++++ Data for processing ++++
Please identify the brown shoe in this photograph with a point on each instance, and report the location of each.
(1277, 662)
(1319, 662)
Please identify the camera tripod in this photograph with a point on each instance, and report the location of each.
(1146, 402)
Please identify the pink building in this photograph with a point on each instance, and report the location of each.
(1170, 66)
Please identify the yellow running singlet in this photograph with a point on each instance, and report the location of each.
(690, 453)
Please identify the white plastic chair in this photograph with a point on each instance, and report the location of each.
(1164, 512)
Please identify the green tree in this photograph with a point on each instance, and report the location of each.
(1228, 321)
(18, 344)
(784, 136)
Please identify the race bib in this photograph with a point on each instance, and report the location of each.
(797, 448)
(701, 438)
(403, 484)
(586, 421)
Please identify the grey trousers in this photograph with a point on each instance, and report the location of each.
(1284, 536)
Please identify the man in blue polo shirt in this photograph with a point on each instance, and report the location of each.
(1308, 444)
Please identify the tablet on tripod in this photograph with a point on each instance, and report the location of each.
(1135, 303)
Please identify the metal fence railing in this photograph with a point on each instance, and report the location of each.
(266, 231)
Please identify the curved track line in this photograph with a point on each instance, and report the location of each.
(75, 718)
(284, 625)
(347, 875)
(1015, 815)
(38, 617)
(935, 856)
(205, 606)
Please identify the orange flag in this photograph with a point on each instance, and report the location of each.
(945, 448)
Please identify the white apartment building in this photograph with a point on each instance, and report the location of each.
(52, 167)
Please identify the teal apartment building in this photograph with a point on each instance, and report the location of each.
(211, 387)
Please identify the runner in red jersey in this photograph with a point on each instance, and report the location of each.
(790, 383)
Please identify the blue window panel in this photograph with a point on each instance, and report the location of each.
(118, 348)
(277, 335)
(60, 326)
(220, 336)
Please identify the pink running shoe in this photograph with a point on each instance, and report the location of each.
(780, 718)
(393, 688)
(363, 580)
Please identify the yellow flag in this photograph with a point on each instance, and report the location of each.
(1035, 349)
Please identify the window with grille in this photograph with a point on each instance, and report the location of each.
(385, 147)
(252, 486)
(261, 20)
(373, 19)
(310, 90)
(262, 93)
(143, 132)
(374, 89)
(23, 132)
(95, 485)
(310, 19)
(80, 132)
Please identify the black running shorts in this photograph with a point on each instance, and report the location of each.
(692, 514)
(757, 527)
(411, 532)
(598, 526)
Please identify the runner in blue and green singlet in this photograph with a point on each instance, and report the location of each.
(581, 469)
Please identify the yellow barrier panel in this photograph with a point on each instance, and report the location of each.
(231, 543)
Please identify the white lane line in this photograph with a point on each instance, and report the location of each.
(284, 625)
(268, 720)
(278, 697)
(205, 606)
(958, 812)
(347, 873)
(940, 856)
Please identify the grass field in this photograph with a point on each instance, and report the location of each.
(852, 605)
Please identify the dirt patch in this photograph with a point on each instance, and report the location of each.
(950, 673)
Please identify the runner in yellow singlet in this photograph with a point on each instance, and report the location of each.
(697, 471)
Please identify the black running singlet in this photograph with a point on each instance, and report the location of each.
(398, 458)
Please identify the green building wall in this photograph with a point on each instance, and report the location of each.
++++
Word for word, transcribe the data shown above.

Please identify the brown shoe in this photograph with a point on each instance, and report the location of each.
(1277, 662)
(1319, 662)
Please identify the camera tripod in this photograph with a point on each instance, and report the location of each.
(1146, 402)
Please identify the pink building in this photograph with a point on each instance, and report the location of each.
(1170, 66)
Please identify the yellow running singlet in this photograph with a point on each instance, and report the location of each.
(690, 453)
Please identify the white plastic chair in this photograph with a point on each instance, and report the location of each.
(1164, 512)
Please identify the green tree in this photograph with a point on each instance, and report the location of each.
(1228, 321)
(18, 344)
(784, 136)
Please identify the race bib in this photograph with a point on each instance, and report the location of each.
(797, 448)
(701, 438)
(403, 484)
(586, 421)
Please identify the grey trousers in this photograph with a point on each instance, and report the location of each.
(1284, 536)
Please identify the man in blue polo shirt in this photograph with a point on each instance, and report the location of each.
(1308, 444)
Please identify the tablet on tripod in this photograph with a point on each instance, and report the location of each.
(1135, 303)
Please identify the metal fence railing in this photograph with a point on each instance, and report the location of each.
(266, 231)
Please identify the curved track line in this photograph with a point on each instance, and report the location of each.
(75, 718)
(284, 625)
(347, 875)
(1015, 815)
(38, 617)
(935, 856)
(205, 606)
Please identify the orange flag in this photograph with a point on each instance, and report the location of each.
(945, 448)
Please identify the white apartment building in this photograph with a point on each instance, and report the location of each.
(52, 167)
Please identify the teal apartment building in this photograph with a point on each instance, and report the location of each.
(211, 387)
Please identify the runner in red jersey in this photograph with a point on each instance, and report the location of each.
(790, 383)
Please identify the blue window panel in this photograph with a point on each instance, and report the location of each.
(118, 348)
(277, 335)
(60, 326)
(220, 336)
Please identify the pink running shoe in this photograph with a point on each instance, and report the location of each.
(780, 718)
(393, 688)
(363, 580)
Please identify the yellow flag in this photograph with a point on each instance, and report the location of each.
(1035, 349)
Please identify the window with grille in this photograph with a point on each instance, and report the location of each.
(385, 147)
(252, 486)
(261, 20)
(373, 19)
(310, 90)
(262, 93)
(143, 132)
(374, 89)
(23, 132)
(95, 485)
(310, 19)
(80, 132)
Please identify the black running shorts in this photograph with a point on each instance, and report the location of each.
(692, 514)
(757, 527)
(411, 532)
(598, 526)
Please identify the runner in blue and green singlet in this photograph with a point on each instance, and report the location of each.
(581, 469)
Please identify the yellow barrier panel in this photograph with a point on each instance, and report the location of each.
(231, 543)
Please identify the white lane line in this photograph with a point on each instance, and report the location of each.
(284, 625)
(268, 720)
(278, 697)
(205, 606)
(958, 812)
(347, 873)
(940, 856)
Please identify the grass field in this photograph with a point on each instance, and report the location of each.
(852, 605)
Please identify the dirt patch in this photograph with a point on each instance, and report the location of each.
(950, 673)
Please identify the runner in yellow singlet in this photograph with a point on each instance, and report the location of each.
(697, 471)
Please identify the black running singlet in this photograph with a point on each instance, and report the location of each.
(398, 458)
Please identify the green building wall in this photograph with a point on each instance, and report the location of each.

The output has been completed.